# SOURCE TEXT
-=-=-=-=-

I wouldn't use 'doused' here either, elfa, but 'bordered by' seems to me to be a lot more unimaginative that 'bagnato da'. But then I'm not a native either, so I might go take a dip in the Indian Ocean that borders/caresses/douses/touches/bathes or whatever other verb you might like to conjure up, Perth, and cool off!


----------



## elfa

Paulfromitaly said:


> Pietruzzo is correct - "Bagnato da" is the typical expression you are likely to find in an Atlas or in a geography book.



Thanks for confirming, Paul


----------



## You little ripper!

Paulfromitaly said:


> Pietruzzo is correct - "Bagnato da" is the typical expression you are likely to find in an Atlas or in a geography book.
> You could also find it in a novel, while you are not likely to find terms such as "lambito, accarezzato, baciato da" in an Atlas.


The fact that it's found in an Atlas or a geography book makes it sound rather boring, Paul, and yet another Italian native seems to think it's quite poetic. I'm confused.

-=-=-=-=-

# SUPPLIED MATERIAL
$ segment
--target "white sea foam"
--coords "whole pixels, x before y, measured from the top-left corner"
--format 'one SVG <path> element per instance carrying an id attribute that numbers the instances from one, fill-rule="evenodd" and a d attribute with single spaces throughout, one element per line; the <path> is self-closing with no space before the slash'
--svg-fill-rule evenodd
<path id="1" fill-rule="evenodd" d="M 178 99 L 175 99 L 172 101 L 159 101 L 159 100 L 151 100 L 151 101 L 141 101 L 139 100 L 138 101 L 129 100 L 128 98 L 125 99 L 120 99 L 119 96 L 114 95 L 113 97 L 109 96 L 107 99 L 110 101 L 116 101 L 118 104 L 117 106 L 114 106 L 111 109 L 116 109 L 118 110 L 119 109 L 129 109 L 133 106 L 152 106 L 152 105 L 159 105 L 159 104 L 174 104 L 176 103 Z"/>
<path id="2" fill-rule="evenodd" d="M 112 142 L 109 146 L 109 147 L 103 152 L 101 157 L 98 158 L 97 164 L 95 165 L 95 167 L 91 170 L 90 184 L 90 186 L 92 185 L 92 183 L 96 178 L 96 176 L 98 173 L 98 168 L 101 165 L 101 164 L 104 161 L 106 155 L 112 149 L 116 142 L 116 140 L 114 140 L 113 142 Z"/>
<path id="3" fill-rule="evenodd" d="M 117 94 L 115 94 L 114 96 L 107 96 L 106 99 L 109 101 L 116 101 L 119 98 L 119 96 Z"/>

-=-=-=-=-

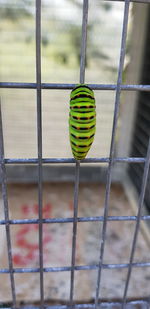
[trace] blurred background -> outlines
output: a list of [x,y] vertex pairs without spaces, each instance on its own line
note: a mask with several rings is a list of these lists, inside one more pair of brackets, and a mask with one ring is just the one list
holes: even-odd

-=-=-=-=-

# PROBLEMS AND TASKS
a – In the forum thread about translating "bagnato da," where does Paulfromitaly say that expression is typically found?
b – Extend the forum thread about translating "bagnato da" past its last post.
The lines are separate material and have nothing to do with the forum thread.

# TASK ANSWERS
a – In an Atlas or in a geography book.

b –
MStraf said:


> I cannot think of anything in English as beautiful and poetic as "le ... sono bagnate dal mar ..."


----------



## sgagni

Thank you all for your contribution! "Bagnato da..." can be used both for a more descriptive purpose (like in an atlas or similar), as well as in a more poetic way, I think. It really depends on the context. Since I have to write many articles and I have to use this verb many times, I think I will choose a different verb each time, as long as the meaning is conveyed.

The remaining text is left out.